What you will do |
**A.** Answer these questions using the AFS workshop notes below.
(i) Which Arla release has come out since the workshop?
(ii) For which planned protocol goal is an experimental patch already available?
(iii) What do the RXGSS protocol extensions integrate into Rx?
**B.** Quote the AFS workshop notes below, starting with "Garry Zacheiss, MIT" and going on through "all under development.".
[Document passage start]
Notes from the AFS Workshop, held at Usenix 2002 in Monterey, CA

Garry Zacheiss, MIT


The workshop began with status reports from representatives of both Arla and OpenAFS.

Love Hornquist-Astrand of the Arla development team presented the Arla status report. There has not been an Arla release since the previous AFS workshop at LISA 2001, but a release was promised within a few days; Arla 0.35.8 has since been released. Improvements scheduled for release soon include improved support for Tru64 UNIX, MacOS X, and FreeBSD, improved volume handling, and implementation of more of the vos/pts subcommands. It was stressed that MacOS X is considered an important platform, and that a GUI configuration manager for the cache manager, a GUI ACL manager for the finder, and a graphical login that obtained Kerberos tickets and AFS tokens at login time were all under development.

Future goals planned for the underlying AFS protocols include GSSAPI/SPNEGO support for Rx, performance improvements to Rx, an enhanced disconnected mode, and IPv6 support for Rx; an experimental patch is already available for the latter. Future Arla specific goals include improved performance, partial file reading, and increased stability for several platforms. Work is also in progress for the RXGSS protocol extensions (integrating GSSAPI into Rx). A partial implementation exists, and work continues as developers find time.
[Document passage end]
[Given records start]
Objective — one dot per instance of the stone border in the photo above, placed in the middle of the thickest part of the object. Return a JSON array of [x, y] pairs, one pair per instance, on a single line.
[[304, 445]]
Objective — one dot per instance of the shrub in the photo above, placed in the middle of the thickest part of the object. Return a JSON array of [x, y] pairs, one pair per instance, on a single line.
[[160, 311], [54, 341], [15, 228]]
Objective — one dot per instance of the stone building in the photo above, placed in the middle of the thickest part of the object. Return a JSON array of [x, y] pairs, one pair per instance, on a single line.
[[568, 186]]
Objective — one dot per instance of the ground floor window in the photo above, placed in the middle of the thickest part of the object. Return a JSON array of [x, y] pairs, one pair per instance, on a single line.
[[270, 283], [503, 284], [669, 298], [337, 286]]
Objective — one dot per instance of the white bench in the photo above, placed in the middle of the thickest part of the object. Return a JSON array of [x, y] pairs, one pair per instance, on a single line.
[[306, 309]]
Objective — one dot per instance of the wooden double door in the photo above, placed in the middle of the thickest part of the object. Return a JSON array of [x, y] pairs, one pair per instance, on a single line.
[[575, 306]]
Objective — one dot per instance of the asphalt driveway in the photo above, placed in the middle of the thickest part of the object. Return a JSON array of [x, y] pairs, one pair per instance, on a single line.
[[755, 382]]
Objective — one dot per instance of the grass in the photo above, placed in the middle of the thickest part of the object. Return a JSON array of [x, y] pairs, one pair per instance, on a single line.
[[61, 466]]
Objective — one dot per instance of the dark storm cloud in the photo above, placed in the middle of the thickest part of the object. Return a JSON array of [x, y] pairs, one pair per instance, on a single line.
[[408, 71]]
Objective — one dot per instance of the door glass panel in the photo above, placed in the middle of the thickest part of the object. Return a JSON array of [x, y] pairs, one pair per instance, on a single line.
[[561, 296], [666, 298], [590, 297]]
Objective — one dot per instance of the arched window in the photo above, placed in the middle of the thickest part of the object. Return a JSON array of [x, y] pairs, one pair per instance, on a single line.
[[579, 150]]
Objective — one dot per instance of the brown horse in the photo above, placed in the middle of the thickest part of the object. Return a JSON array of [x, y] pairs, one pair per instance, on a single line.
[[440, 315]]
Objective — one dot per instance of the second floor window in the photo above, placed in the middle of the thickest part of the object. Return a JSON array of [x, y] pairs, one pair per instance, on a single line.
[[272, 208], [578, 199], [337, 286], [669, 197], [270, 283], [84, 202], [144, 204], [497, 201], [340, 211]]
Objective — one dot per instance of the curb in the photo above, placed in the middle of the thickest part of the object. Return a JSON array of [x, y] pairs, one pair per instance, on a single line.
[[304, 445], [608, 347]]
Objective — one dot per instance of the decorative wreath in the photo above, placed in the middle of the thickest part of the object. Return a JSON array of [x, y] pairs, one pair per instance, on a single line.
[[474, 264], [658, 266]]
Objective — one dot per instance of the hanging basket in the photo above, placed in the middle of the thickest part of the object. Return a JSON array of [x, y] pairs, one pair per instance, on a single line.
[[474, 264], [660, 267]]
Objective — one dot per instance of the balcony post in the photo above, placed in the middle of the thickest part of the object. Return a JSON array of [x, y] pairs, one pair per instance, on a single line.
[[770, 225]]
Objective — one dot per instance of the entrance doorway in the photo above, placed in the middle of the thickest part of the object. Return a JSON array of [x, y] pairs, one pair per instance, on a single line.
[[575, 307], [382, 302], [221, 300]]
[Given records end]
Problem solutions |
**A.**
(i) Arla 0.35.8
(ii) IPv6 support for Rx
(iii) GSSAPI

**B.**
Garry Zacheiss, MIT


The workshop began with status reports from representatives of both Arla and OpenAFS.

Love Hornquist-Astrand of the Arla development team presented the Arla status report. There has not been an Arla release since the previous AFS workshop at LISA 2001, but a release was promised within a few days; Arla 0.35.8 has since been released. Improvements scheduled for release soon include improved support for Tru64 UNIX, MacOS X, and FreeBSD, improved volume handling, and implementation of more of the vos/pts subcommands. It was stressed that MacOS X is considered an important platform, and that a GUI configuration manager for the cache manager, a GUI ACL manager for the finder, and a graphical login that obtained Kerberos tickets and AFS tokens at login time were all under development.